Document section —

####################

My fiancee and I are trying to garner interest in each others hobbies, so we can get each other into things we’re passionate about and aren’t one of those couples where each person has polar opposite interests and can’t compromise on anything.
One thing that she pointed out was that folks with nerdy interests tended to be in a position of privlege. She argued that people into a lot of nerdy things grew up with families that had the disposible income to indulge them in their hobbies (video games, computers, plastic spacemen, LARP…um…stuff, fursuits, etc). Because her family were poor immigrants, her, and none of her peers really got into it. Due to their background/upbringing, their hobbies tended to be more practical, like bargain shopping, cooking, jogging, etc.
I argued that I saw a lot of poor nerdy people, but she pointed out many of these people have a support system that can indulge them. So what do you think? Is being nerdy a privilege? In other words, are you nerdy because you can ‘afford’ to be?
There’s this insinuation in a lot of discussions of “privilege” that people without privilege somehow have moral superiority. I find that smarmy self-righteous connotation to the word “privilege” so irritating that I won’t entertain a discussion of it unless there’s a good reason to do so. And there very rarely is.

####################

Data excerpts —
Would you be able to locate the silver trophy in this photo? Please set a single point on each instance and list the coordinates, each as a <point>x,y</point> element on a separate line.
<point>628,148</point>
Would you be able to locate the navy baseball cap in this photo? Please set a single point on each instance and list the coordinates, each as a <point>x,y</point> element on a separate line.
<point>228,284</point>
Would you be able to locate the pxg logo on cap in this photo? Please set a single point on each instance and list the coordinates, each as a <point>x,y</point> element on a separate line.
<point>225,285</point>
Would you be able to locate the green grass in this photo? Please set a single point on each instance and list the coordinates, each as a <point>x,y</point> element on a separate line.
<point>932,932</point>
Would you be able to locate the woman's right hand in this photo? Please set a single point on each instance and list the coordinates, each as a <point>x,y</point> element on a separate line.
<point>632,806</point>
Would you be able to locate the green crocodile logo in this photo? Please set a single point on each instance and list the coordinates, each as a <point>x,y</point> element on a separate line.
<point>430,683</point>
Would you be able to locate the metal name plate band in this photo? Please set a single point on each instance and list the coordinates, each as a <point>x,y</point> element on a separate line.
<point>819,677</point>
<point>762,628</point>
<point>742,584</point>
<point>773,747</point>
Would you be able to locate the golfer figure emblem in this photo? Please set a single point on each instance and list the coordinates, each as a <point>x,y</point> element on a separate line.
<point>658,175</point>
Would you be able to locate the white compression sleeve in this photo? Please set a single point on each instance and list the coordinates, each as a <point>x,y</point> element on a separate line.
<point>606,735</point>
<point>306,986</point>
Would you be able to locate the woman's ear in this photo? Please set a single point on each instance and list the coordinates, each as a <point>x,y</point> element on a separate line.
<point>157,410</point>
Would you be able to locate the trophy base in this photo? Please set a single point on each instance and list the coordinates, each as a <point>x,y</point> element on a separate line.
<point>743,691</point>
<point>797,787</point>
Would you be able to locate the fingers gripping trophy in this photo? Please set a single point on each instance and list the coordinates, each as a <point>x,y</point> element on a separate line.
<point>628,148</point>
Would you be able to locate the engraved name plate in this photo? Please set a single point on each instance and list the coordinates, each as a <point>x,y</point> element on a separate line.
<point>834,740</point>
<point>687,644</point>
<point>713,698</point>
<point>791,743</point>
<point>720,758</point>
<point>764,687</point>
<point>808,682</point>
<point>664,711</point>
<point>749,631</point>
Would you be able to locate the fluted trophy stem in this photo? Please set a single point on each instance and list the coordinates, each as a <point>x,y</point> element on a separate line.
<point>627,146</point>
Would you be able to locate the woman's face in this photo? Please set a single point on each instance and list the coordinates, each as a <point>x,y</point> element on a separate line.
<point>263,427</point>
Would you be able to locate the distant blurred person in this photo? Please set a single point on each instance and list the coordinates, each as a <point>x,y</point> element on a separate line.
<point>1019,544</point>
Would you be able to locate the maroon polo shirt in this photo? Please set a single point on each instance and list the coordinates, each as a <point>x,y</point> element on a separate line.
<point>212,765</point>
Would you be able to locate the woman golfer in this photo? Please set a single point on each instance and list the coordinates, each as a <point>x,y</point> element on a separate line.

####################

Complete the following —
A. In the post about nerdiness and privilege, what kinds of hobbies did the fiancee and her peers tend to have?
B. From the post about nerdiness and privilege, extract the passage starting at "One thing that" and ending at "can ‘afford’ to be?".
C. Summarize the post about nerdiness and privilege in three sentences.

Per-task outputs —
A. Practical ones, like bargain shopping, cooking, and jogging.

B.
One thing that she pointed out was that folks with nerdy interests tended to be in a position of privlege. She argued that people into a lot of nerdy things grew up with families that had the disposible income to indulge them in their hobbies (video games, computers, plastic spacemen, LARP…um…stuff, fursuits, etc). Because her family were poor immigrants, her, and none of her peers really got into it. Due to their background/upbringing, their hobbies tended to be more practical, like bargain shopping, cooking, jogging, etc.
I argued that I saw a lot of poor nerdy people, but she pointed out many of these people have a support system that can indulge them. So what do you think? Is being nerdy a privilege? In other words, are you nerdy because you can ‘afford’ to be?

C. While trying to share hobbies, the writer and the writer's fiancee discussed her view that nerdy interests reflect privilege, since such hobbies depend on a family's disposable income. She noted that she and her peers, coming from poor immigrant families, took up practical pursuits like bargain shopping, cooking, and jogging, and she answered the writer's point about poor nerdy people by saying many of them have a support system. The closing paragraph objects to the implication that people without privilege are morally superior and refuses to discuss privilege without a good reason.